What the task requires
Produce an exact copy of all the records.

******************************

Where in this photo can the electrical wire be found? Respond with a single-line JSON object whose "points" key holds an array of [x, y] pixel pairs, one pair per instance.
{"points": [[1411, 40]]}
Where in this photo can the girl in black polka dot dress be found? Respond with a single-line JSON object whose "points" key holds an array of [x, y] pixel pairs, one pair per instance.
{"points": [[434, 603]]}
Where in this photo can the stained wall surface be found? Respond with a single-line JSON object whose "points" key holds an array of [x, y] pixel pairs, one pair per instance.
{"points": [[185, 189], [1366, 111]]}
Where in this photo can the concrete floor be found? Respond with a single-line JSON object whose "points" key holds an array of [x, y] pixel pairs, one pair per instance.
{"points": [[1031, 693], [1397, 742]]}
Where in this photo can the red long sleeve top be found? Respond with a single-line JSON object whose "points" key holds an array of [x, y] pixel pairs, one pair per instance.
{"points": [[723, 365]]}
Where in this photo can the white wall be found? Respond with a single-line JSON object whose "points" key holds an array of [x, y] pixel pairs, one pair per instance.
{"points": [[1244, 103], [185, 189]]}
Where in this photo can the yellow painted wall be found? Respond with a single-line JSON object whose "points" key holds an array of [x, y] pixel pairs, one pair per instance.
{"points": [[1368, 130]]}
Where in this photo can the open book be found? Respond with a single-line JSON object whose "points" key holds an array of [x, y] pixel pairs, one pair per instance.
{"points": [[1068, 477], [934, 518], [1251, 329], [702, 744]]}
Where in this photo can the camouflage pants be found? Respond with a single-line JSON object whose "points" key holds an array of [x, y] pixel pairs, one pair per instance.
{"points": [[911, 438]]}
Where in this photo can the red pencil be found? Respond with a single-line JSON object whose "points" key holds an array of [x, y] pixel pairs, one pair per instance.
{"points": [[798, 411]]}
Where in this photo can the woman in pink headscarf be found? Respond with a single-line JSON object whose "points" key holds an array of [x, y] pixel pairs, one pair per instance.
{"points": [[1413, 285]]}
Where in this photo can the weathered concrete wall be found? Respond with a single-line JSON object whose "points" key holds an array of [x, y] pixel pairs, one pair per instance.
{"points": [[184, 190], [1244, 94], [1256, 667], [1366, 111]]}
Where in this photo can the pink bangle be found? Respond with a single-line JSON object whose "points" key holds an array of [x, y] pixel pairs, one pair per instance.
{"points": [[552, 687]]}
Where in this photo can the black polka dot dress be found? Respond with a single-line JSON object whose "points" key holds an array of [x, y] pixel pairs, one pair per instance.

******************************

Reply to the task
Where in this photo can the electrical wire be found? Respond with a single-line JSON object whose "points" key holds an array of [x, y] pixel pairs, one pair per instance.
{"points": [[1411, 40]]}
Where in this photo can the girl in black polka dot dress be found? Respond with a single-line JSON object whose "points" key holds an array of [x, y] pixel pairs, one pair per instance.
{"points": [[434, 603]]}
Where in this photo can the stained wall surface be found? Respond with a single-line JSON object whose "points" key holds an array of [x, y] pixel pairs, one pair per instance.
{"points": [[185, 189], [1366, 111]]}
Where in this photo can the concrete floor be found? Respond with a single-line JSON object whose "points" key holds an array of [x, y] pixel pairs, one pair per instance.
{"points": [[1031, 693], [1397, 742]]}
Where in this photo can the red long sleeve top be found? Respond with a single-line JSON object whose "points" key holds an array of [x, y] pixel pairs, one pair per instance.
{"points": [[723, 365]]}
Where in this photo can the white wall be found? Respond with a single-line JSON object whose "points" key holds an array of [x, y] pixel pairs, one pair per instance.
{"points": [[1244, 103], [185, 189]]}
Where in this photo can the yellow painted wall be found? Respond with a single-line JSON object whose "points" key holds an array of [x, y] pixel pairs, one pair per instance.
{"points": [[1368, 130]]}
Where in this photo can the open book be found? Respond with a single-line JSON object whose "points" key holds an array of [x, y] pixel pairs, one pair per instance.
{"points": [[1068, 477], [934, 518], [1251, 329], [702, 744]]}
Where in this photo can the camouflage pants be found? Respond with a single-line JSON object whose "points" key holds an array of [x, y] pixel pairs, one pair per instance.
{"points": [[911, 438]]}
Where in this photo can the red pencil be found? Respond with a single-line JSON object whose "points" key holds an array of [x, y] pixel pairs, one pair per instance.
{"points": [[798, 411]]}
Where in this photo can the woman in pink headscarf be found? Respond with a single-line JSON object whose "points" key holds an array of [x, y] pixel pairs, one pair per instance.
{"points": [[1413, 285]]}
Where in this photo can the weathered concrete wall be found? Respond with a single-line JSON object whose "points" key holds an array of [x, y] pixel pairs, one pair per instance.
{"points": [[184, 190], [1244, 94], [1256, 667], [1366, 111]]}
Where in this photo can the pink bangle be found? Respond with a single-line JSON object whose "points" key holds an array of [x, y] pixel pairs, one pair per instance.
{"points": [[552, 687]]}
Where in this photo can the black polka dot dress be found? Respond with a single-line JSON object whose "points" key holds an array of [x, y] pixel pairs, one pair per instance.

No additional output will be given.